[Records from a data source]

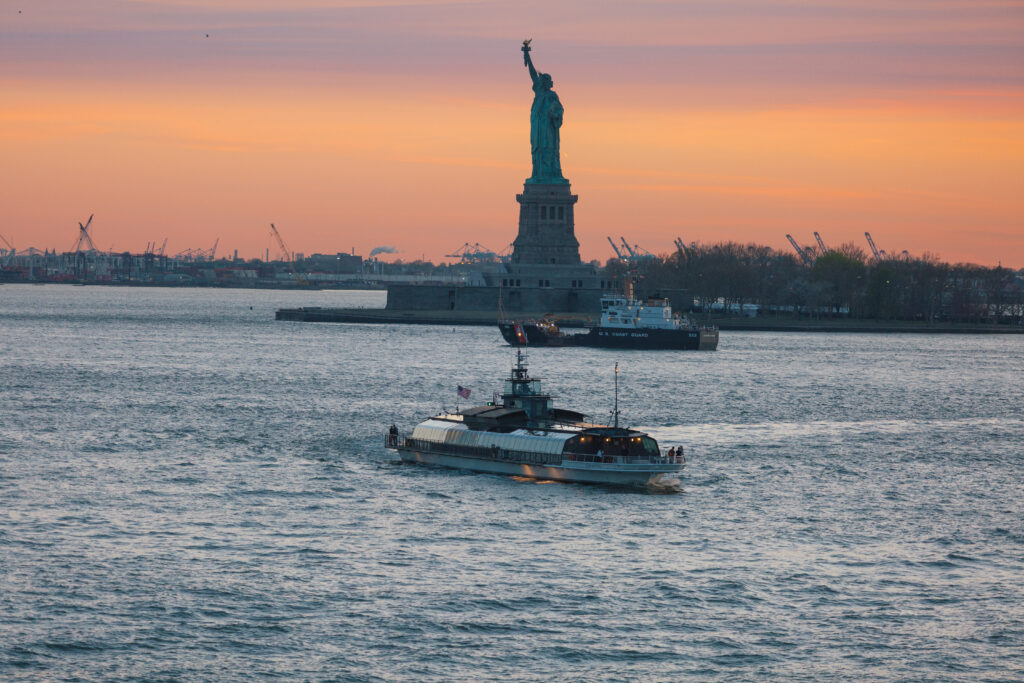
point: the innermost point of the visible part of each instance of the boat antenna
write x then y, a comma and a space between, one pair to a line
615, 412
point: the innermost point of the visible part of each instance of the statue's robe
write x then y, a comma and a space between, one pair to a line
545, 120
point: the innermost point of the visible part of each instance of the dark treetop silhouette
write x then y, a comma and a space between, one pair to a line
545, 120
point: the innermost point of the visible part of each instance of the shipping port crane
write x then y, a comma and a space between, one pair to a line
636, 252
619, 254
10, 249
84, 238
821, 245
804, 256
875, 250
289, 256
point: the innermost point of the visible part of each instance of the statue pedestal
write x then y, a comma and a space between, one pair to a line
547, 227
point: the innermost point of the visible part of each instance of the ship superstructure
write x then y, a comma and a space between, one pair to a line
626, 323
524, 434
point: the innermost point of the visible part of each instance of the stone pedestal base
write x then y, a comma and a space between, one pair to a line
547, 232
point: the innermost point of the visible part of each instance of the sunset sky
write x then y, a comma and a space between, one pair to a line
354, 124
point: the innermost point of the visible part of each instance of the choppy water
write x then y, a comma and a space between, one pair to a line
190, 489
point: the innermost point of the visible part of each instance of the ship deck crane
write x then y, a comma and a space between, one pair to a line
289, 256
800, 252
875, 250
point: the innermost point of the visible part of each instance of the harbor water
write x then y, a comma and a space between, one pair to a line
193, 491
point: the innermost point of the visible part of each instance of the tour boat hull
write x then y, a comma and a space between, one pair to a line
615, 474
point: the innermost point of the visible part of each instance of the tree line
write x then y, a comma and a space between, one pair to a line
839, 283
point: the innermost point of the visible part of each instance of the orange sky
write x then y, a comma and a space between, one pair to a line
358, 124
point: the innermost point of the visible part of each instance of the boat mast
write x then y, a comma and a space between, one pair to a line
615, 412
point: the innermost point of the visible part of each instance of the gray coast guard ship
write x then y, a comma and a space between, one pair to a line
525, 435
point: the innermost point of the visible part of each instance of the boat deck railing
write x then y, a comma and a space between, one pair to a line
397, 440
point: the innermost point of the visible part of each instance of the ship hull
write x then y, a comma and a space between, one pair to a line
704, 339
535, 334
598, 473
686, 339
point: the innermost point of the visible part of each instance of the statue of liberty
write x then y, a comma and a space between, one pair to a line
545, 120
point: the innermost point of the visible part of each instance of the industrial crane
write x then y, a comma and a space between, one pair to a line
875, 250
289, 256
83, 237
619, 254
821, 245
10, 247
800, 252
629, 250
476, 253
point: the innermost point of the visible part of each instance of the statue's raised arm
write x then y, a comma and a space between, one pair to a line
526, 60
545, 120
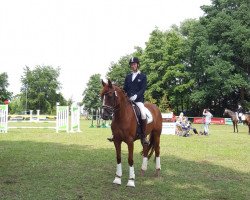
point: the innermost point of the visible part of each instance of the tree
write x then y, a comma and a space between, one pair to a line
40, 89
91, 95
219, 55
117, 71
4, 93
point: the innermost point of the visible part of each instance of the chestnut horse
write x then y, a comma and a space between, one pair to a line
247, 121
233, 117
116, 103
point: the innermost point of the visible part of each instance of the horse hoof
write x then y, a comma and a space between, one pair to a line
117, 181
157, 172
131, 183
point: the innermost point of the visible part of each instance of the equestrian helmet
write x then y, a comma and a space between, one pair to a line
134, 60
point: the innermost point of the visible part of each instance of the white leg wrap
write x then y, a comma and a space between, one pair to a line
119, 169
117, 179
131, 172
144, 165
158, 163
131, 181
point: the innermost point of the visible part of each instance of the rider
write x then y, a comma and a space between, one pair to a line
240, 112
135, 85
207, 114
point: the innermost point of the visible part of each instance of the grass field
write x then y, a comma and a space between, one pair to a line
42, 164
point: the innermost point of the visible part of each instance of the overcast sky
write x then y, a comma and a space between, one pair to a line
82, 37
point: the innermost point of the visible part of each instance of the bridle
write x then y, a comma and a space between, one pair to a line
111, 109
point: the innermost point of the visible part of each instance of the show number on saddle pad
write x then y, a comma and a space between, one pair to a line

==

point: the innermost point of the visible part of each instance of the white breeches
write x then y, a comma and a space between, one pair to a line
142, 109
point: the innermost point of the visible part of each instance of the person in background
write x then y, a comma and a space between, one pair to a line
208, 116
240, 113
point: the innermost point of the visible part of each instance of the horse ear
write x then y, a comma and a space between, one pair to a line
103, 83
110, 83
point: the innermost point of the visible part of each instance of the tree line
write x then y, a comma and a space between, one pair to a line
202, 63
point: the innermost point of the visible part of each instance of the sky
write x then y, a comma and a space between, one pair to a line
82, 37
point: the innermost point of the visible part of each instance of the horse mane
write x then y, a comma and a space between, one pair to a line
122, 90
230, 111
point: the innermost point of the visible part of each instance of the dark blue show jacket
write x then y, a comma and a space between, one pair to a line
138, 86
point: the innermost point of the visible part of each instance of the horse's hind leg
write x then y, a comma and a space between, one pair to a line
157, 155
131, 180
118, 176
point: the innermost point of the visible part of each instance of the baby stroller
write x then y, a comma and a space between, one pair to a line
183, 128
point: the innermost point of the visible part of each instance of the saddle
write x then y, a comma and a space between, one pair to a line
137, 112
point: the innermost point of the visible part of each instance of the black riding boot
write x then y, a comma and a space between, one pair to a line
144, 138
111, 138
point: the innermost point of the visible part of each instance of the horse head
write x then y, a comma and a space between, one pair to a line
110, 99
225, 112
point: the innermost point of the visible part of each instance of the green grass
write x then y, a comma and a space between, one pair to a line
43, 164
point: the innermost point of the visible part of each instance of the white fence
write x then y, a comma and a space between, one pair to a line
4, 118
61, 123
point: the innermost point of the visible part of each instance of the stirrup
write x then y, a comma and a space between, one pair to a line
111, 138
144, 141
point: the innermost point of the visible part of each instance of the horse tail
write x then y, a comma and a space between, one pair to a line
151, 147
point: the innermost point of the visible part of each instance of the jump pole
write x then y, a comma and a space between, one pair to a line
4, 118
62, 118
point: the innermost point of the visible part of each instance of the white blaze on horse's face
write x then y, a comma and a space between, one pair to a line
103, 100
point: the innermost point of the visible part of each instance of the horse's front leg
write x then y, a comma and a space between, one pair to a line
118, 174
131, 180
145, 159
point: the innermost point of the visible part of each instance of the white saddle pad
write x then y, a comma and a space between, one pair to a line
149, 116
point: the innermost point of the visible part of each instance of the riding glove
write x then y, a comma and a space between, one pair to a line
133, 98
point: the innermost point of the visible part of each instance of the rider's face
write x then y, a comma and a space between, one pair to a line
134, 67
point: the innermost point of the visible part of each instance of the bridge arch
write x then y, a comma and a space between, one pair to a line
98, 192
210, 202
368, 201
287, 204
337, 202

**Task instructions:** List each line of the material above that contains the word "pedestal", and copy every such line in full.

**Written reply:**
point: the innermost point of the visible part of each instance of the statue pedestal
point: the innermost point of the visible part of each instance of the stone pedestal base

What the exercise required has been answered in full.